(Problem to work on) Could you set down all of the data again, exactly as it stands?

(Dataset entries)
★ ★ ★
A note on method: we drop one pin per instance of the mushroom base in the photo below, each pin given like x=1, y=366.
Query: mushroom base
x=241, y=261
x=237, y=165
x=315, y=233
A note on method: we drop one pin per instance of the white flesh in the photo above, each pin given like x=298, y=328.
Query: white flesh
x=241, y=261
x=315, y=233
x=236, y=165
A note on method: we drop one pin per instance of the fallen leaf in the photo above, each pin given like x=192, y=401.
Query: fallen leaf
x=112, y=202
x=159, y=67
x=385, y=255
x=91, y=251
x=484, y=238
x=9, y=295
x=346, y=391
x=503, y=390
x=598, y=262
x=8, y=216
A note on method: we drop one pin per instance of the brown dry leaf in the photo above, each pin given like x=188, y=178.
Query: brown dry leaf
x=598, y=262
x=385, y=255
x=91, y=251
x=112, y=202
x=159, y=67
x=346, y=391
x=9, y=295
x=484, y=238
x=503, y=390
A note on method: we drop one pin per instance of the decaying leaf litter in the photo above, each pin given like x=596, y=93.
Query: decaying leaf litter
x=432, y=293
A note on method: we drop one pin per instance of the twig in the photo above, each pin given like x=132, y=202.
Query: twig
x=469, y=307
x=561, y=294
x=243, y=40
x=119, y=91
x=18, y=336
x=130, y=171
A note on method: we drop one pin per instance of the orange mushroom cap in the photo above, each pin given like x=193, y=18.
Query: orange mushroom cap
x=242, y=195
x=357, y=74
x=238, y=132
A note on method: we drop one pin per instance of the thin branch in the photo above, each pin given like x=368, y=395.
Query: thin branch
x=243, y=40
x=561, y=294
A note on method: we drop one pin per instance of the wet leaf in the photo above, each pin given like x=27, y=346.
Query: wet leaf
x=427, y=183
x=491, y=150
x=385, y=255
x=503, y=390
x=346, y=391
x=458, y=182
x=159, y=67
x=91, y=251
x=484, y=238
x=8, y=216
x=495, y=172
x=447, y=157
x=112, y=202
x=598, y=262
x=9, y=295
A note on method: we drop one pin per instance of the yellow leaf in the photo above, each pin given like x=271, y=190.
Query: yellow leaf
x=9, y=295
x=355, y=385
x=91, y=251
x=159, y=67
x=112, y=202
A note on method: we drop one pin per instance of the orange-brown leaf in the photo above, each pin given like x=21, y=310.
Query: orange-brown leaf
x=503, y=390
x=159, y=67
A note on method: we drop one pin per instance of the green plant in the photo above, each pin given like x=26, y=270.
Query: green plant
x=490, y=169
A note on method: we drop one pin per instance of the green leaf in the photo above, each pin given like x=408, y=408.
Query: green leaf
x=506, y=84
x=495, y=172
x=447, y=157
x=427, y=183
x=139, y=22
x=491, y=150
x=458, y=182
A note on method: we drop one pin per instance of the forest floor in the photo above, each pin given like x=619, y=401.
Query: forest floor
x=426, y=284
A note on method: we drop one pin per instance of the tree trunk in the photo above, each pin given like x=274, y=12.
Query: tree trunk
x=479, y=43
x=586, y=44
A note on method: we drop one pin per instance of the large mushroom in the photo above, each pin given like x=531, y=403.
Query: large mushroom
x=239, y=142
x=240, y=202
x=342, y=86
★ ★ ★
(Task output)
A note on method: we drop one pin per instance of the mushroom base in the photo below, each pin given like x=1, y=366.
Query: mushroom base
x=241, y=261
x=237, y=165
x=315, y=233
A note on method: we drop one pin per instance of the white flesh in the photo above, each pin given like x=298, y=328.
Query: white flesh
x=241, y=261
x=315, y=233
x=236, y=165
A note on method: we drop one pin per instance of the fallen leaf in the photo above, each pin given like x=192, y=401.
Query: fallen leaf
x=112, y=202
x=159, y=67
x=385, y=255
x=91, y=251
x=484, y=238
x=9, y=295
x=346, y=391
x=503, y=390
x=598, y=262
x=8, y=216
A note on method: we drop one pin per instance of the brown dry leaf in the photo above, each pin given like x=188, y=178.
Query: brown dry leaf
x=598, y=262
x=385, y=255
x=91, y=251
x=112, y=202
x=159, y=67
x=346, y=391
x=9, y=295
x=484, y=238
x=503, y=390
A note on method: we drop one pin per instance of the decaying leaf litter in the photo above, each pin given like x=596, y=93.
Query: decaying leaf litter
x=432, y=293
A note on method: we drop one pin per instance of the twig in the photo above, each pin given like x=132, y=202.
Query: twig
x=469, y=307
x=561, y=294
x=243, y=40
x=119, y=91
x=18, y=336
x=130, y=171
A note on method: we drop one pin per instance of the orange mushroom cap in the photo above, each pin given like x=193, y=18.
Query: orange mushroom cap
x=242, y=195
x=357, y=74
x=238, y=132
A note on method: we drop one pin per instance of the thin branch in the photo above, each pin given like x=368, y=395.
Query: thin branch
x=243, y=40
x=561, y=294
A note on method: we drop one pin per instance of the wet leaf in the photo above, each pin given like x=27, y=346.
Query: wet leaf
x=427, y=183
x=491, y=150
x=385, y=255
x=503, y=390
x=346, y=391
x=458, y=182
x=159, y=67
x=91, y=251
x=484, y=238
x=8, y=216
x=495, y=172
x=447, y=157
x=112, y=202
x=598, y=262
x=9, y=295
A note on method: we drop one pin per instance of the yellow leaf in the photo above, each pin given like x=271, y=190.
Query: yellow leaf
x=9, y=295
x=355, y=385
x=91, y=251
x=159, y=67
x=112, y=202
A note on method: we drop one pin per instance of the orange-brown leaf in the photo above, each pin given like x=21, y=310.
Query: orange-brown leaf
x=503, y=390
x=159, y=67
A note on method: we drop one pin per instance of the green plant in the photo above, each pin given like x=26, y=270.
Query: green plant
x=490, y=169
A note on method: we drop one pin per instance of the green leaf in the photo above, each pin given like x=408, y=408.
Query: green leaf
x=506, y=84
x=495, y=172
x=447, y=157
x=427, y=183
x=139, y=22
x=491, y=150
x=458, y=182
A note on method: we drop one pin per instance of the forest floor in the photo above, each pin given like x=619, y=401.
Query: forest floor
x=426, y=284
A note on method: we drop one pin per instance of the tree trunk in the photo above, each pin given like x=274, y=12.
Query: tree trunk
x=479, y=43
x=586, y=44
A note on method: we drop one pin per instance of the large mushroom in the photo above, each pin given like x=531, y=403.
Query: large mushroom
x=239, y=142
x=240, y=202
x=342, y=86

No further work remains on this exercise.